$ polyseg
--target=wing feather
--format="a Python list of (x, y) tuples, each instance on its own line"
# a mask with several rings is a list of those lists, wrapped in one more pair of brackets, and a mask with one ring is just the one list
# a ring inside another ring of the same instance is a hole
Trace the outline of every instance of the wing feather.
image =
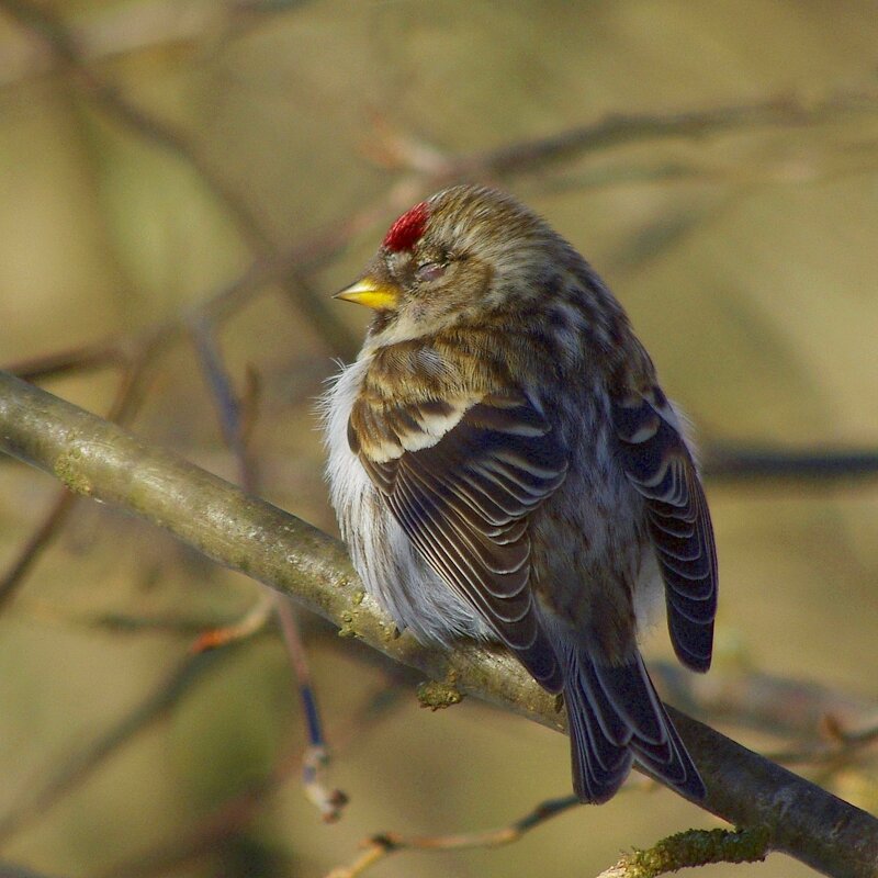
[[(449, 404), (428, 401), (397, 403), (381, 421), (361, 398), (371, 410), (354, 407), (351, 448), (425, 561), (558, 691), (561, 668), (529, 588), (528, 516), (564, 480), (565, 450), (524, 394), (458, 405), (457, 420)], [(440, 436), (429, 432), (436, 413), (449, 427)], [(378, 425), (380, 453), (370, 453), (365, 425)]]
[(616, 401), (612, 416), (626, 474), (646, 502), (674, 650), (688, 667), (707, 671), (717, 615), (717, 550), (695, 462), (657, 387)]

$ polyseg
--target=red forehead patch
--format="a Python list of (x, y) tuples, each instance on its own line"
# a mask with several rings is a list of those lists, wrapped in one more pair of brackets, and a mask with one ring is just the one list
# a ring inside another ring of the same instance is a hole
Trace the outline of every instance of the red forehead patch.
[(394, 252), (410, 250), (423, 237), (424, 228), (430, 216), (430, 207), (426, 201), (406, 211), (384, 236), (384, 246)]

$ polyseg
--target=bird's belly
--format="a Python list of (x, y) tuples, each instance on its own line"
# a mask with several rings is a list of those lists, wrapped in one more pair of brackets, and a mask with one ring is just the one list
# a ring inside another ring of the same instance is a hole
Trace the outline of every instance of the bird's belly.
[(341, 538), (367, 592), (399, 629), (421, 641), (487, 638), (472, 607), (424, 561), (393, 517), (347, 441), (347, 421), (361, 379), (360, 363), (342, 372), (326, 399), (327, 476)]

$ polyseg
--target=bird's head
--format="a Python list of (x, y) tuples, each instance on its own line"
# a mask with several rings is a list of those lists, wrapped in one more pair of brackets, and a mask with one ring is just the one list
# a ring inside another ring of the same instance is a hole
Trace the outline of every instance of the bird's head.
[(336, 297), (376, 312), (373, 346), (396, 344), (518, 308), (570, 252), (508, 195), (458, 185), (406, 211), (363, 275)]

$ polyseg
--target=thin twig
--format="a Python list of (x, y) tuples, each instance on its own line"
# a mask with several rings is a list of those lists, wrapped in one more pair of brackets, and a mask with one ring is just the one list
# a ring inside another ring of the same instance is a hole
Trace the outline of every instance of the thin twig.
[(375, 835), (361, 845), (363, 853), (348, 866), (331, 869), (326, 878), (356, 878), (391, 854), (401, 851), (463, 851), (473, 847), (500, 847), (521, 838), (531, 830), (542, 825), (553, 817), (563, 814), (579, 806), (575, 796), (549, 799), (541, 802), (525, 817), (505, 826), (482, 832), (466, 832), (457, 835), (420, 835), (406, 837), (397, 833)]
[[(258, 493), (257, 473), (247, 447), (243, 418), (244, 407), (235, 394), (232, 378), (226, 369), (213, 327), (203, 317), (192, 320), (191, 327), (202, 371), (207, 379), (211, 396), (217, 410), (223, 438), (238, 463), (241, 487), (248, 493)], [(297, 682), (302, 713), (305, 718), (308, 739), (308, 748), (302, 765), (302, 783), (305, 795), (318, 809), (324, 821), (333, 822), (341, 815), (341, 809), (347, 803), (348, 797), (341, 790), (328, 788), (324, 783), (324, 773), (329, 757), (299, 620), (293, 606), (286, 598), (268, 588), (266, 592), (271, 596), (271, 606), (273, 606), (280, 622), (281, 635), (290, 655), (290, 664)], [(260, 617), (254, 617), (250, 614), (250, 618), (258, 620)], [(249, 633), (249, 629), (239, 627), (238, 632)], [(223, 635), (228, 638), (229, 633), (229, 630), (226, 629)], [(213, 637), (216, 638), (215, 632)]]

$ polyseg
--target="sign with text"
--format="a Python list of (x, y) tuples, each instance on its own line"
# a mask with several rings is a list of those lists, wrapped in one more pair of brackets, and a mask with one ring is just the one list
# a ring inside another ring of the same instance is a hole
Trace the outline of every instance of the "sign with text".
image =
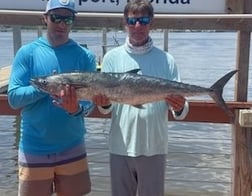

= Exercise =
Collect every line of the records that contains the string "target" and copy each one in full. Treat uppercase and lowercase as different.

= Solution to this exercise =
--target=wing feather
--target=red forehead patch
--target=bird's belly
--target=bird's head
--target=thin twig
--target="sign with text"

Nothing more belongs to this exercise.